Storage tanks containing organic liquids, non organic liquids, vapours and gases are used in many industries. Most such tanks are designed and built in accordance with American Petroleum Institute API-650 specifications (1). These tanks can range in size from 2m to 60m diameter or more and are usually situated in containment basins so that spills will be contained if the tank ruptures. Storage tanks are commonly employed in industries involving petroleum production and refining, chemical and petrochemical manufacturing, bulk storage and transfer, and a variety of other industries consuming or producing liquids and vapours.

● Requirements
A - Set down the stretch of the storage tank text from "Storage tanks containing" through "liquids and vapours.", copying it word for word.
B - Resume the text on industrial storage tanks from the point where it stops.
The data that follows was drawn from a separate source.

● Collected data
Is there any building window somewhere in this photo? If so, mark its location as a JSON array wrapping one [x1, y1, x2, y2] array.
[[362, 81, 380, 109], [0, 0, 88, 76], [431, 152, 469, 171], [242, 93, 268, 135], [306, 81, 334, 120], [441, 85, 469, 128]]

● Outputs for the tasks
A -
Storage tanks containing organic liquids, non organic liquids, vapours and gases are used in many industries. Most such tanks are designed and built in accordance with American Petroleum Institute API-650 specifications (1). These tanks can range in size from 2m to 60m diameter or more and are usually situated in containment basins so that spills will be contained if the tank ruptures. Storage tanks are commonly employed in industries involving petroleum production and refining, chemical and petrochemical manufacturing, bulk storage and transfer, and a variety of other industries consuming or producing liquids and vapours.

B -
1.1-Types of storage tank

There are basically there are eight types of liquid storage tanks, viz:

(i)Fixed-Roof tanks

(ii)External floating-roof tanks

(iii)Internal floating-roof tanks

(iv)Domed external floating-roof tanks

(v)Horizontal tanks

(vi)Pressure tanks

(vii)Variable vapour-space tanks

(viii)Liquefied natural gas (LNG) tanks

The first four types of tank are cylindrical in shape with the central axis which is perpendicular to the ground. Such tanks are almost always employed above ground level. Horizontal trunks can be employed both below and above ground level. Pressure tanks are located above ground and are usually spherically shaped to provide the maximum strength to withstand high internal pressures. Variable vapour-space tanks can be spherical or cylindrical.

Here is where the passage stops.